수행 과제:
A - 아래 지하철 승하차 문서에서 "2020~202402 종합 지하철"이라는 말이 들어 있는 부분부터 "순으로 높게 측정되었다."로 끝나는 부분까지를 글자 하나 바꾸지 말고 그대로 베껴 쓰세요.
B - 아래 지하철 승하차 문서에 따르면 4호선에서 승하차 비율이 높게 측정된 역은 어디입니까?

======== 문서 발췌

2020~202402 종합 지하철 승차

  • 종합 지하철 승/하차 횟수는 잠실,강남,서울역,고속터미널,홍대,하차횟수는 잠실,홍대,강남,서울역,고속터미널 순으로,전체적으로 사람이 많은 2호선위주로 사람들이 많이 이용한다는 것을 알수있다. ​ ### 각 호선별 승/하차 비율
  • 1호선: 서울역, 종각
  • 2호선: 강남, 잠실
  • 3호선: 고속터미널, 연신내
  • 4호선: 수유, 혜화
  • 5호선: 광화문, 까치산
  • 6호선: 공덕, 응암
  • 7호선: 가산디지털단지,광명사거리
  • 8호선: 문정, 암사
  • 9호선: 신논현, 노량진
  • 중앙선: 회기, 구리 순으로 높게 측정되었다.

결론

  • 환승역이거나, 번화가 혹은 ktx와 같은 고속철도가 연결된 역에 사람들이 많이 이용한다는 것을 알 수 있다.
  • 승차가 많은 역은 대부분 하차도 높다는 것을 알 수 있다. (승/하차중 몇 역들은 다른호선이랑 겹쳐서 하차혹은 승차가0으로 표시되어있음)
  • 중앙선에서는 특히 지평역이 열차가 평일상하행12회, 주말공휴일에 10회정도밖에 운영을 하지않는데다가, 배차시간이 매우 길기 때문에 가장 이용률이 낮은걸로 집계된다. ​

================
======== 제공 데이터

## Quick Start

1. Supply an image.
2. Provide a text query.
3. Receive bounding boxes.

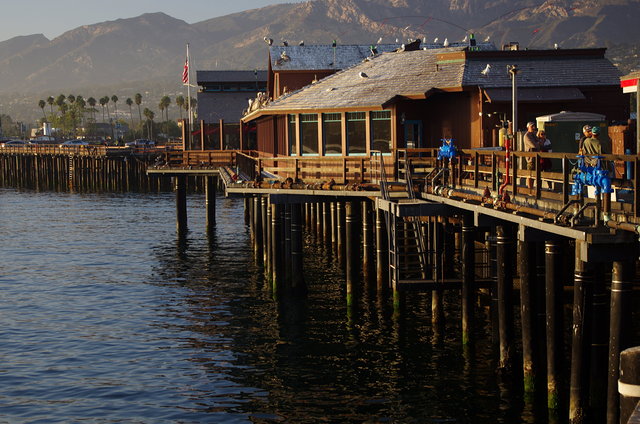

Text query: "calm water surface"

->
[0,189,540,423]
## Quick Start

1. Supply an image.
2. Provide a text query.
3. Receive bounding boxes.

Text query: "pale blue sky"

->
[0,0,310,41]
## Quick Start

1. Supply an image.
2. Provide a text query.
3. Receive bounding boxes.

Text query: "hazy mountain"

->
[0,0,640,119]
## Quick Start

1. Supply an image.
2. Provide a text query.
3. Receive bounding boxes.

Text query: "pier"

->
[0,142,640,423]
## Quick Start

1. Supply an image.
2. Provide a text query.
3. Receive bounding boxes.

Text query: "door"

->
[404,121,424,149]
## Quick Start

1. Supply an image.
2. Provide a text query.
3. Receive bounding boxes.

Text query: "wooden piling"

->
[175,175,187,234]
[518,240,538,393]
[607,262,640,424]
[204,176,216,234]
[291,203,306,293]
[568,243,593,423]
[496,224,514,371]
[618,346,640,424]
[461,214,476,345]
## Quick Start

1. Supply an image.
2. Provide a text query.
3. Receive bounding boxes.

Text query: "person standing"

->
[536,130,552,171]
[582,127,602,166]
[578,125,592,155]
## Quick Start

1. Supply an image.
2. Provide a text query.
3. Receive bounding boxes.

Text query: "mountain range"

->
[0,0,640,120]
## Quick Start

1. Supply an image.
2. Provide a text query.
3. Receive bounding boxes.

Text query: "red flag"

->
[182,56,189,84]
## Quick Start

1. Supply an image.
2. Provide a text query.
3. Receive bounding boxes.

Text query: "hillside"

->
[0,0,640,120]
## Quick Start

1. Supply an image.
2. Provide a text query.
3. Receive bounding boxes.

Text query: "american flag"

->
[182,56,189,84]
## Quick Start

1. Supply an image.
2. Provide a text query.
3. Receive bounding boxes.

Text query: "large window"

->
[322,113,342,156]
[300,113,318,155]
[288,115,298,156]
[371,110,391,153]
[347,112,367,155]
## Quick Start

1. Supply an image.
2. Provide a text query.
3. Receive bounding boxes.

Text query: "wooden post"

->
[175,175,187,234]
[618,346,640,424]
[362,200,373,281]
[345,202,357,307]
[271,204,283,293]
[518,240,538,393]
[496,224,514,371]
[544,241,564,411]
[461,214,476,345]
[607,262,640,424]
[376,208,389,292]
[291,203,306,293]
[204,176,216,234]
[220,119,224,150]
[253,196,262,261]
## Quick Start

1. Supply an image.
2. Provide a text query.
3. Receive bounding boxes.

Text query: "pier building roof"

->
[244,47,620,120]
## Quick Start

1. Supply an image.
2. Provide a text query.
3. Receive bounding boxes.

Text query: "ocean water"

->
[0,188,546,423]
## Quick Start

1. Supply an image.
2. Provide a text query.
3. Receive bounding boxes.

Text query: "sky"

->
[0,0,310,41]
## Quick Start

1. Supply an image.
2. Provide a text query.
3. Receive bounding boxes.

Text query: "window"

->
[288,115,298,156]
[347,112,367,155]
[300,113,318,155]
[371,110,391,153]
[322,113,342,156]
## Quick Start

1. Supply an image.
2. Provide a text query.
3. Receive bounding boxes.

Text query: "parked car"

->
[125,138,156,147]
[0,140,31,147]
[59,140,89,147]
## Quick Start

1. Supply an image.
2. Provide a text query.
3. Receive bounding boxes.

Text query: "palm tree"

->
[111,94,118,121]
[144,108,155,139]
[38,100,47,122]
[100,97,109,122]
[47,96,55,115]
[87,97,98,122]
[133,93,142,123]
[176,96,184,120]
[124,97,133,131]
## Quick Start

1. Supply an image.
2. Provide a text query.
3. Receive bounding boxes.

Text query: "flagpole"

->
[187,43,193,149]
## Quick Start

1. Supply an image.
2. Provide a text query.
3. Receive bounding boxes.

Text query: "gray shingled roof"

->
[263,48,464,111]
[196,70,267,84]
[463,56,620,88]
[269,42,495,71]
[250,48,619,114]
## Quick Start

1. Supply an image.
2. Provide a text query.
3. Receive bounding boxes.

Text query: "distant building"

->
[194,71,267,150]
[243,46,629,156]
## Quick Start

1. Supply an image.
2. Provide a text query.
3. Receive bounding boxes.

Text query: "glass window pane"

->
[300,113,318,155]
[322,113,342,155]
[289,115,298,156]
[347,112,367,155]
[371,110,391,153]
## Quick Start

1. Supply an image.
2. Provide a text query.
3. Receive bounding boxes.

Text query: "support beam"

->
[607,262,633,424]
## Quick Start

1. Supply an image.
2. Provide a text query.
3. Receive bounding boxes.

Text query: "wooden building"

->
[243,47,628,156]
[194,70,267,150]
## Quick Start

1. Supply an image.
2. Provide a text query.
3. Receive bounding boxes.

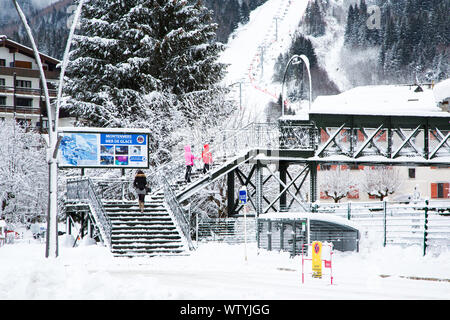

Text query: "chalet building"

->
[0,35,71,132]
[313,79,450,202]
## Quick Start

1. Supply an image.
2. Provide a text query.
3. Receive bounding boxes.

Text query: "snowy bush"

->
[0,120,48,223]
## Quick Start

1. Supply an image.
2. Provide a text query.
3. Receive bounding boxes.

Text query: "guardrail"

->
[315,200,450,255]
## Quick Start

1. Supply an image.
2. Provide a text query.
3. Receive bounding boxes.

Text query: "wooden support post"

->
[309,161,317,203]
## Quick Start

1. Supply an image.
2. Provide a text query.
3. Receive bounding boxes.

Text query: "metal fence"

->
[195,216,257,244]
[316,201,450,255]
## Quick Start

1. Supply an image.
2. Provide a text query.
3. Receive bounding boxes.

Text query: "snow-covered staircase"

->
[103,194,189,257]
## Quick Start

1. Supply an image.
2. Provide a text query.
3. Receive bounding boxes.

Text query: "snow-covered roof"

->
[433,79,450,102]
[259,212,358,229]
[310,83,450,117]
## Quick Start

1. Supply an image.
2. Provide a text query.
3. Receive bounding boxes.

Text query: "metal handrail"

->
[67,177,112,249]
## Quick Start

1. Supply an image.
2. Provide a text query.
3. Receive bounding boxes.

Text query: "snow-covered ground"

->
[0,230,450,300]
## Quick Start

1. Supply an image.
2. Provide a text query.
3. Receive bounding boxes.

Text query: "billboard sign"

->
[58,128,149,169]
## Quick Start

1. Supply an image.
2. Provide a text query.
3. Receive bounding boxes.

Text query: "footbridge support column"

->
[227,170,235,217]
[308,162,317,202]
[279,161,289,211]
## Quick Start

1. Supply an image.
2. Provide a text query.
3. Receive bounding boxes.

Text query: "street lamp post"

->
[12,0,84,258]
[281,54,312,116]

================

전체 답안:
A -
2020~202402 종합 지하철 승차

  • 종합 지하철 승/하차 횟수는 잠실,강남,서울역,고속터미널,홍대,하차횟수는 잠실,홍대,강남,서울역,고속터미널 순으로,전체적으로 사람이 많은 2호선위주로 사람들이 많이 이용한다는 것을 알수있다. ​ ### 각 호선별 승/하차 비율
  • 1호선: 서울역, 종각
  • 2호선: 강남, 잠실
  • 3호선: 고속터미널, 연신내
  • 4호선: 수유, 혜화
  • 5호선: 광화문, 까치산
  • 6호선: 공덕, 응암
  • 7호선: 가산디지털단지,광명사거리
  • 8호선: 문정, 암사
  • 9호선: 신논현, 노량진
  • 중앙선: 회기, 구리 순으로 높게 측정되었다.

B - 4호선에서는 수유와 혜화 순으로 높게 측정되었습니다.